In this Q&A, Forrester Research healthcare analyst Jeffrey Becker explains why contact tracing will take healthcare systems to the next level with disease surveillance and why healthcare CIOs need to familiarize themselves with the process.
What is contact tracing and why are healthcare CIOs talking about it?

Jeffrey Becker: Contact tracing was around before this pandemic and it will be around after the next one. … Traditional contact tracing is just asking who you've seen in the last 14 days -- where did you go, who have you seen? You can stand up an effective contact tracing program with call centers, and that's what public health agencies are doing. They use call centers to call the people that you named to tell them, 'You need to monitor your symptoms; you've been exposed.'
What is the value of contact tracing to healthcare systems?
Becker: They're operating in such a high-risk environment that there are existing infectious disease surveillance tools available that most IT teams at hospitals are already running. [But] the contact tracing approach is unique in that it goes beyond just traditional surveillance and aims to capture person-to-person instances of extended contact. There is value in that for a health system because once a patient is diagnosed with COVID-19, the health system can look back and identify all of their exposed clinicians.
What's the reality of contact tracing for healthcare CIOs right now?
Becker: The reality right now is that they should already have contact tracing programs in place in some shape or form -- they might just not even recognize them as contact tracing programs. I would expect that in many cases there is a process in place at the office where, if you test positive and you report that to your employer, they'll go back through their systems of record and identify every patient you've seen. They'll create a list of people you were in proximity to and they'll create that list through a manual workflow, a manual process. There will be a team of people who investigate your last 14 days and compile a list and that will inform outbound communication strategies.
Are contact tracing tools, apps and programs something healthcare CIOs should be considering?
Becker: Healthcare is one of the places where it could be most helpful. Doctors are seeing so many patients a day, they're all very high risk. Especially as the [Centers for Medicare and Medicaid Services] is alluding to reopening elective procedures in certain areas. You're talking about non-COVID patients coming back to the hospital, non-COVID-related doctors coming back to the hospital. It would be a very helpful solution when you start to think about the reopening of the healthcare system.
What's the buzz around what companies like Google and Apple are building?
Becker: When you look at what Google and Apple are doing, it's an innovative, new approach to contact tracing. … The new technology that Apple and Google are creating is trying to extend the list of people you were in contact with. They're trying to add the people who we don't know, what their names [are]. It's not a problem while we're at home, but it starts to become a problem when we all leave home and start to reenter the community.
If they [are] able to achieve meaningful adoption, you would get a notice on your phone that said someone you were within six feet of for more than 15 minutes over the last 14 days has tested positive for COVID-19. The whole process would be automated.
Are there privacy issues with that kind of technology?
Becker: If you've been diagnosed with COVID-19 but you're relatively asymptomatic and you have to go back to work because it's been a week and you feel fine, or because you need to make ends meet, if you walk into your workplace with that app still running and you sit down in your conference room meetings, everyone's phones are going to light up … very invasive.
Editor's note: Responses have been edited for brevity and clarity.

***

▶ Task directions: List every organization or company named in the contact tracing interview.

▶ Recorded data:
***

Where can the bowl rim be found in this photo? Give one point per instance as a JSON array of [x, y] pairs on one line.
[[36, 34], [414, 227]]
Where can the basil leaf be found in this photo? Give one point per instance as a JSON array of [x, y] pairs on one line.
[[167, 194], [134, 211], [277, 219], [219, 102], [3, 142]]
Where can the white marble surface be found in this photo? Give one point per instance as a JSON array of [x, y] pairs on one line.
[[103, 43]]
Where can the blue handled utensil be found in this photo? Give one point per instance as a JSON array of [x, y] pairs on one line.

***

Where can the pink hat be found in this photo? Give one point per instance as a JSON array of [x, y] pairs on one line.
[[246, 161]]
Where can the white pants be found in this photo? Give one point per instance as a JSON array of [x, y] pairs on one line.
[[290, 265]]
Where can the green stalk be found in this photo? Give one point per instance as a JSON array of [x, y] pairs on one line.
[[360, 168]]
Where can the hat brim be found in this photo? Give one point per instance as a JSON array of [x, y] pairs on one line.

***

▶ Reply to the exercise:
Forrester Research
Centers for Medicare and Medicaid Services
Google
Apple